(DATA FOR THE TASK)

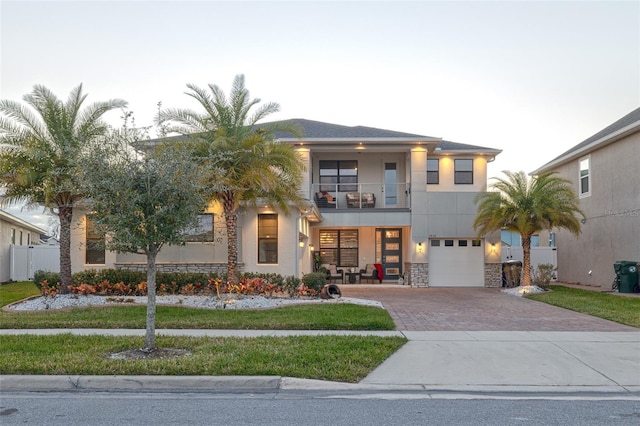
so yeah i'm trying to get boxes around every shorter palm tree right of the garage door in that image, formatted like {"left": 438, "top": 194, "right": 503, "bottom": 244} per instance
{"left": 473, "top": 171, "right": 585, "bottom": 286}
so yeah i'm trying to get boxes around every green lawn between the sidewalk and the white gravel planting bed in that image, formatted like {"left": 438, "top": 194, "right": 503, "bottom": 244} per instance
{"left": 0, "top": 282, "right": 395, "bottom": 330}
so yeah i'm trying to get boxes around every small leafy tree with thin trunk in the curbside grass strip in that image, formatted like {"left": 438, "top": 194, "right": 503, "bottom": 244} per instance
{"left": 82, "top": 126, "right": 206, "bottom": 351}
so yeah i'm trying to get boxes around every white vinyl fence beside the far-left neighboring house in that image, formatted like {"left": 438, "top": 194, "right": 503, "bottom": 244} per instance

(End DATA FOR THE TASK)

Print the material word for word; images are to be left out.

- COMPLETED TASK -
so yeah i'm trying to get boxes around every shorter palm tree right of the garage door in that image, formatted like {"left": 438, "top": 194, "right": 503, "bottom": 244} per instance
{"left": 473, "top": 171, "right": 585, "bottom": 286}
so yeah i'm trying to get boxes around every green lawn between the sidewalk and the white gravel planting bed in that image, formatted like {"left": 438, "top": 194, "right": 503, "bottom": 244} per instance
{"left": 0, "top": 282, "right": 395, "bottom": 330}
so yeah i'm trying to get boxes around every small leafy tree with thin trunk in the curbside grass strip in that image, formatted like {"left": 438, "top": 194, "right": 503, "bottom": 244} per instance
{"left": 82, "top": 126, "right": 206, "bottom": 351}
so yeah i'm trying to get boxes around every white vinyl fence beside the far-left neighboring house in that image, formatted like {"left": 438, "top": 194, "right": 503, "bottom": 244} per instance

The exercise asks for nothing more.